WORK TO DO:
Reproduce all of the records below word for word, leaving out the pictures.
── RECORDS SUPPLIED ──
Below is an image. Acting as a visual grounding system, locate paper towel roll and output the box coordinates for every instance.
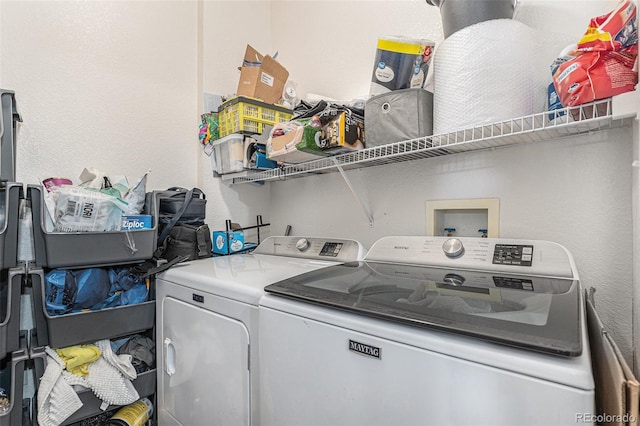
[433,19,549,134]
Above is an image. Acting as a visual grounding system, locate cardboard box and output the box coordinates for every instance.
[213,231,244,254]
[236,44,289,104]
[322,111,365,154]
[121,214,153,231]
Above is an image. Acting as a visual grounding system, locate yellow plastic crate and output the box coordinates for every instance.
[218,96,293,137]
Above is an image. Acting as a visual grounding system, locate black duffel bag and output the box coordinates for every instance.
[149,187,213,261]
[158,186,207,227]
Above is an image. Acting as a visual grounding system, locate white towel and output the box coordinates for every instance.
[38,348,82,426]
[86,340,140,405]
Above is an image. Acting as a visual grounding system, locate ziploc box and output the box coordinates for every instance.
[213,231,244,254]
[121,214,153,231]
[236,44,289,104]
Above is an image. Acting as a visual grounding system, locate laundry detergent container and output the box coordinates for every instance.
[426,0,517,38]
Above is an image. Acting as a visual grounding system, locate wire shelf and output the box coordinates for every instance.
[222,98,635,184]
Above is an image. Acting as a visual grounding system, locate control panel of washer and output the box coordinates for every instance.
[254,237,365,262]
[364,237,577,277]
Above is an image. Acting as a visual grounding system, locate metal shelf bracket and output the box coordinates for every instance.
[333,158,373,228]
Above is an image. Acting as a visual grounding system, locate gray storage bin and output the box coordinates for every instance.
[0,335,29,426]
[32,348,156,426]
[0,89,22,182]
[0,182,23,269]
[364,88,433,148]
[0,268,24,359]
[27,185,158,268]
[27,268,156,348]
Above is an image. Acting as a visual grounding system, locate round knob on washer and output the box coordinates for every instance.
[296,238,309,251]
[442,238,464,258]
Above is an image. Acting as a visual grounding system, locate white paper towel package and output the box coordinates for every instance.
[433,19,549,135]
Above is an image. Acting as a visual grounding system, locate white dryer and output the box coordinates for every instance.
[156,237,364,426]
[259,237,595,426]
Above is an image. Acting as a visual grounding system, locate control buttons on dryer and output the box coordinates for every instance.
[442,238,464,258]
[296,238,309,251]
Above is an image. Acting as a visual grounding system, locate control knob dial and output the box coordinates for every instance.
[442,238,464,259]
[296,238,309,251]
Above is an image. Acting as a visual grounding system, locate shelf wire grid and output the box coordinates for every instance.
[223,98,631,184]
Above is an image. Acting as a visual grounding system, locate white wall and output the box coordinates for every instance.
[262,0,632,360]
[0,0,199,188]
[198,0,273,233]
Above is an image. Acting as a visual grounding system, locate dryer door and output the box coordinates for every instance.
[158,296,250,426]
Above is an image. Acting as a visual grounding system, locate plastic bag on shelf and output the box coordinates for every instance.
[552,0,638,107]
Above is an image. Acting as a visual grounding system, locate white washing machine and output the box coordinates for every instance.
[156,237,364,426]
[259,237,595,426]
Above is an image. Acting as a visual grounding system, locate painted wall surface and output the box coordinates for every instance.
[0,1,198,188]
[269,0,632,360]
[198,0,274,233]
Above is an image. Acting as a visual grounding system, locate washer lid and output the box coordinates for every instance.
[265,262,582,357]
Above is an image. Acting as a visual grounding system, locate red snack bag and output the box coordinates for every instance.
[553,0,638,107]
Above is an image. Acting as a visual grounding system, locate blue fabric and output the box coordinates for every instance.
[45,267,149,316]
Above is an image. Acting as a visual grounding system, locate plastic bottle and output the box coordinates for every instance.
───
OUTPUT:
Below is an image. Acting as a visual grounding system, locate paper towel roll and output the box coordinates for every instance.
[433,19,549,134]
Above is an image. Acting as a visual grounding system, locate cardboard box and output the box coordinates for every instance.
[213,231,244,254]
[236,44,289,104]
[322,111,365,154]
[121,214,153,231]
Above is an image. Acting as a visual grounding system, locate yellow plastic crate and output the box coordinates for every instance.
[218,96,293,137]
Above is an image. Acting as a visual grounding system, locate black duffel bag and output the box coordinates for every instance.
[149,187,213,261]
[158,186,207,227]
Above is an image. Acting as a visual grounding system, locate white towel and output the box coordinates for every instance.
[38,348,82,426]
[86,340,140,405]
Above is an image. Acting as a visual grounding system, locate ziploc box and output the box coordinates for every instance.
[213,231,244,254]
[121,214,153,231]
[236,44,289,104]
Above is an image. Acting as a visual grounding system, locate laundry detergent container and output the box coordinates for every instance.
[426,0,517,38]
Above is an image. Acting as a visual grounding system, locate wire shelf and output the box coordinates for every instance.
[222,98,635,184]
Above is an image. Acting as a visual grounding system, locate control panel of washer and output the box coordinates for every instance.
[254,237,365,262]
[364,237,577,277]
Above is an image. Acting as a visual grounding system, locate metal shelf bracket and output the box coordinates for every instance.
[333,158,373,228]
Above is an image. Acting as a visual grounding system, locate gray storage bin and output the box coordinates for every instance.
[0,335,29,426]
[32,348,156,426]
[0,89,22,182]
[0,182,23,269]
[364,88,433,148]
[0,268,24,359]
[27,185,158,268]
[27,268,156,348]
Above is an image. Acting as a visual grounding system, locate round knob on washer and output the box coordinates for every instance.
[296,238,309,251]
[442,238,464,258]
Above is an image. Acting as a visual grounding system, locate white paper towel package and output the box coordinates for every instance.
[433,19,549,135]
Above is an image. Acting as a visual grounding system, locate white dryer and output the box coordinates for every instance.
[156,237,364,426]
[259,237,595,426]
Above is an image. Acting as a visual grounding system, locate control buttons on dryer and output the box coordinates for every instance.
[442,238,464,258]
[296,238,309,251]
Above is an image. Acting as a visual grounding system, locate control knob dial and output the box coordinates for every instance.
[442,238,464,259]
[296,238,309,251]
Above is an image. Acting as a visual grounding system, locate shelf wire grid and output the box coordinates for every instance.
[223,98,631,184]
Above is an image. Acting as a visual grounding system, locate white wall and output the box coordinates for every instance.
[262,0,632,360]
[0,0,199,188]
[198,0,273,233]
Above is an image. Acting as a visual grounding system, locate dryer door and output the box coordinates for every instance.
[158,296,250,426]
Above is an image. Acting as a visual grounding system, locate plastic bag on shelf and output the box coordinates for every instance.
[552,0,638,107]
Above is an image. Acting as a visual grounding system, locate white washing machine and output the box coordinates for every instance.
[156,237,364,426]
[259,237,595,426]
Above is an image. Acting as a visual grounding system, locate painted wall surface and output the box coordinates for every instance.
[0,1,198,188]
[269,0,632,360]
[198,0,274,233]
Above is an image. Acting as a visual grounding system, locate washer lid and output the box coordinates for every instance.
[265,262,582,357]
Above is an image. Acting as a visual grounding system, locate red snack bag and output the box coordinates for every instance.
[553,0,638,107]
Above is an image. Acting as a visual grounding system, locate blue fabric and output the box coordinates for every instance.
[45,267,149,316]
Above is an image. Acting as a visual grounding system, locate plastic bottle and output the box coordinates for every instance.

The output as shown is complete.